• WORK REQUEST
Transcribe all the entries that follow, leaving nothing out.

(Extracted records)
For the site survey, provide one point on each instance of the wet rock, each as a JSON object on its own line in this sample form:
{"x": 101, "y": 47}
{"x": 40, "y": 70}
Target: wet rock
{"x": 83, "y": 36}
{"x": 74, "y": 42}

• EXERCISE ANSWER
For the site survey, provide one point on each instance of the wet rock, each as a JSON object on its own line in this sample form:
{"x": 101, "y": 47}
{"x": 40, "y": 70}
Target: wet rock
{"x": 83, "y": 36}
{"x": 74, "y": 42}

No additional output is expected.